- [Prompt]: With the images removed, write out every line below exactly.

- [Entries supplied]:

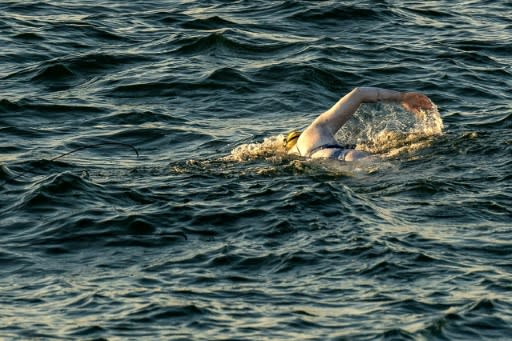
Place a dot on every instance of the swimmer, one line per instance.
(317, 140)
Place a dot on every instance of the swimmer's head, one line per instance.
(291, 139)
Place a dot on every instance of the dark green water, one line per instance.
(212, 233)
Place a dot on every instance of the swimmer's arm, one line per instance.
(334, 118)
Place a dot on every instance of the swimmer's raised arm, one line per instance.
(323, 129)
(334, 118)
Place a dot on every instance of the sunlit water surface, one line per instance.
(213, 232)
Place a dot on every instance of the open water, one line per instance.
(213, 233)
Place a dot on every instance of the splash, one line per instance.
(271, 148)
(384, 129)
(388, 130)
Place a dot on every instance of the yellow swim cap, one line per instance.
(291, 139)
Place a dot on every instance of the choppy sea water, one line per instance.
(213, 233)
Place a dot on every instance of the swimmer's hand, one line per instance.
(416, 102)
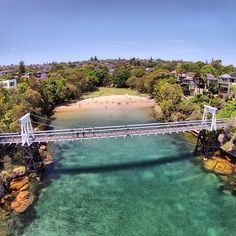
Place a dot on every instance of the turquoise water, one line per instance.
(128, 186)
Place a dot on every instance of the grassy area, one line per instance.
(102, 91)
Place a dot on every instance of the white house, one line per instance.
(10, 83)
(226, 81)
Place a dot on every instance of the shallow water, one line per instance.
(128, 186)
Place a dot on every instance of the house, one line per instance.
(5, 72)
(225, 81)
(10, 83)
(188, 84)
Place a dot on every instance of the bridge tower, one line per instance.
(27, 132)
(207, 142)
(30, 149)
(212, 111)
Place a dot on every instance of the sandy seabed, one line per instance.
(106, 102)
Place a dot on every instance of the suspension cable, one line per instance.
(41, 117)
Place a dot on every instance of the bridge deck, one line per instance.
(110, 131)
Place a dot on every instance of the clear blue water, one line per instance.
(128, 186)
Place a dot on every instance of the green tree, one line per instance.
(120, 77)
(22, 69)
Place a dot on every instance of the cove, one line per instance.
(128, 186)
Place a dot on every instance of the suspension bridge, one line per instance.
(30, 140)
(27, 136)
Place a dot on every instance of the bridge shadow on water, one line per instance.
(125, 166)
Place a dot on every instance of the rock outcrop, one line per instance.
(47, 159)
(20, 184)
(2, 190)
(18, 171)
(22, 201)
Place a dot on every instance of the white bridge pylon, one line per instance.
(27, 132)
(212, 111)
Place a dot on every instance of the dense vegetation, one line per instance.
(66, 81)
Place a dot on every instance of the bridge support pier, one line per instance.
(207, 143)
(31, 156)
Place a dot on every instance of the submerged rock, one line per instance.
(18, 171)
(20, 184)
(47, 160)
(219, 166)
(22, 201)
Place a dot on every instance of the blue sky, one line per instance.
(38, 31)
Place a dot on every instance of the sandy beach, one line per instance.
(106, 102)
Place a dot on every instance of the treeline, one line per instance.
(66, 81)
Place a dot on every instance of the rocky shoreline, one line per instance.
(17, 187)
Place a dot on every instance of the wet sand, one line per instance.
(106, 102)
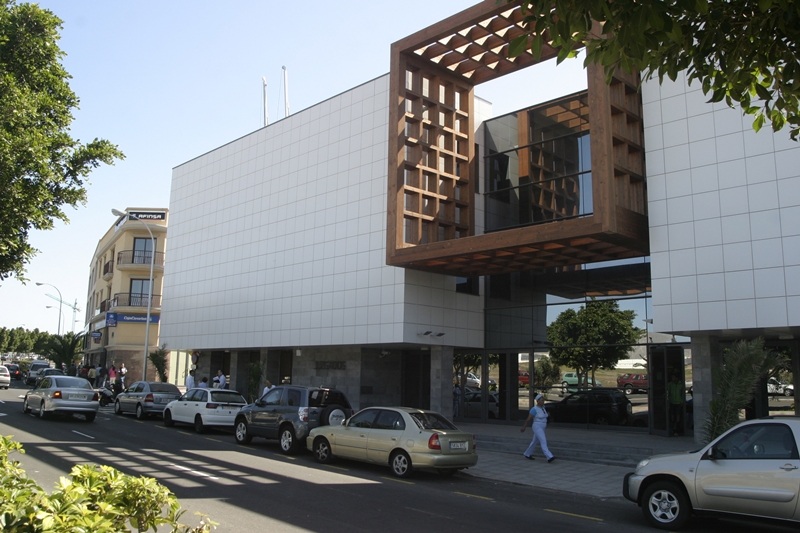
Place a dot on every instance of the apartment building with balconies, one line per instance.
(119, 296)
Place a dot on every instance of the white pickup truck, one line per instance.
(778, 388)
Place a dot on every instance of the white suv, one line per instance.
(5, 377)
(753, 470)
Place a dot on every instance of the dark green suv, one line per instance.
(289, 412)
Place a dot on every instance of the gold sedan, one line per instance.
(403, 438)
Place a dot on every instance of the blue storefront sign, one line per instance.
(113, 318)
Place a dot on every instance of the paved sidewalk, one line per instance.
(588, 472)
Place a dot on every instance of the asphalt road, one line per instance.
(255, 488)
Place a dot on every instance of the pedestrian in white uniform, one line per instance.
(537, 418)
(190, 380)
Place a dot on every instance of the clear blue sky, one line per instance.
(168, 81)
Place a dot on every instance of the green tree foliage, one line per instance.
(42, 168)
(742, 368)
(545, 374)
(595, 336)
(64, 349)
(160, 359)
(93, 498)
(738, 50)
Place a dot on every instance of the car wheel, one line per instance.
(240, 432)
(322, 450)
(333, 415)
(199, 427)
(287, 439)
(401, 464)
(665, 505)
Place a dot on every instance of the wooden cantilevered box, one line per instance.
(433, 165)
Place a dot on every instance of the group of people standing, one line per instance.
(99, 375)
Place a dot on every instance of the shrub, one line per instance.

- [Reply to the task]:
Place a dot on every instance of the swimmer, one line per instance.
(317, 140)
Place a dot on every instance of the swimmer's head, one line per instance.
(291, 139)
Place a dot on every instance of the dark green water, one line per instance.
(212, 233)
Place a dot on every instance of the swimmer's arm, one line per instance.
(334, 118)
Place a dot on every instance of the swimmer's raised arm, one line per instance.
(323, 129)
(334, 118)
Place a dot on every instance of the sunlit water surface, one line per instance.
(213, 232)
Place a dot on every instance of the open water, one line per instance.
(213, 233)
Place a dot on every instance of the splash, one line per instance.
(271, 148)
(384, 129)
(388, 130)
Place a dot on every instance of the yellow swim cap, one line per instance.
(291, 139)
Place a dot on every instance of the choppy sea water, one line per instance.
(213, 233)
Place a dot on every instance of the swimmer's hand, one line per instance.
(416, 102)
Place a dot on every instance of the turquoise water, one line per instance.
(128, 186)
Place a dot on every instance of the grassy area, one line per instance.
(102, 91)
Place a dot on every instance of the white house, one line per instance.
(10, 83)
(226, 81)
Place a dot on every instance of the shallow water, one line per instance.
(128, 186)
Place a dot on every instance of the house, one line per instance.
(5, 72)
(225, 81)
(10, 83)
(188, 84)
Place a dot on every instance of the bridge tower, one line per instance.
(27, 132)
(207, 142)
(30, 149)
(212, 111)
Place a dot on every instance of the sandy seabed, one line per instance.
(106, 102)
Place a dot on every instance of the suspension cable, one line per instance.
(41, 117)
Place a dot on every instance of the bridge deck, one line per instance.
(110, 131)
Place a dot on every instance of the clear blue water, one line per instance.
(128, 186)
Place a dot on every instance of the green tree, one line per instance.
(120, 77)
(22, 69)
Place a dot on every instance of the cove, one line per instance.
(128, 186)
Place a dot on every instance of the suspension bridge, one line per instance.
(30, 140)
(27, 136)
Place a dot on every instance of the bridge shadow on water, one line per instance.
(125, 166)
Place a dot on every instance of the rock outcrop, one line per instance.
(47, 159)
(20, 184)
(2, 190)
(18, 171)
(22, 201)
Place a dot on every instance of the white bridge pylon, one line per instance.
(27, 132)
(212, 111)
Place a dot on every instance of the dense vegetation, one line per instance.
(66, 81)
Place a dot on every instance of the bridge support pier, one line per instance.
(207, 143)
(31, 156)
Place a dot on every instance of the submerged rock, one line per instance.
(18, 171)
(20, 184)
(47, 160)
(219, 166)
(22, 201)
Place a dot on every instance of the blue sky, one line per instance.
(38, 31)
Place a dot on every instance of the sandy beach, one line per instance.
(106, 102)
Place a dot on every instance of the treeline, one line per instance.
(66, 81)
Place a dot on every instance of the rocky shoreline, one line per instance.
(17, 187)
Place a dot on every instance of the wet sand, one line per instance.
(106, 102)
Place a dot on every instance of the apartment building with balconies, one line per instance.
(119, 296)
Place a dot on every instance of the white pickup truck, one line per instance.
(778, 388)
Place a dot on every instance of the white suv, one line per instance.
(5, 377)
(753, 470)
Place a dot on every instance of the dark green suv, one line per instance.
(289, 412)
Place a dot on every instance of the gold sedan, one line per instance.
(403, 438)
Place a dot on every instance of the blue storefront sign, one line per instance.
(113, 318)
Place a dot on every instance of the paved sidewalk, one line per instance.
(588, 472)
Place a dot on every instance of the asphalt road, one line per instance.
(255, 488)
Place a dot on every instance of the pedestrian in white uniform, one line per instance.
(537, 418)
(190, 380)
Place a dot on every instance of the clear blue sky, one line per instance.
(168, 81)
Place a dot on every instance of the green tree foliage, one line per instance.
(42, 168)
(742, 368)
(545, 374)
(595, 336)
(64, 349)
(160, 359)
(93, 498)
(738, 50)
Place a dot on every instance of the car wheel, one line per instance.
(240, 432)
(322, 450)
(333, 415)
(199, 427)
(287, 439)
(401, 464)
(665, 505)
Place a dot on every instance of the wooden cantilevered box, one line per instance.
(433, 165)
Place a dot on every instance of the group of people standing, one line per instance.
(99, 375)
Place a dot on every instance of the shrub, one line per instance.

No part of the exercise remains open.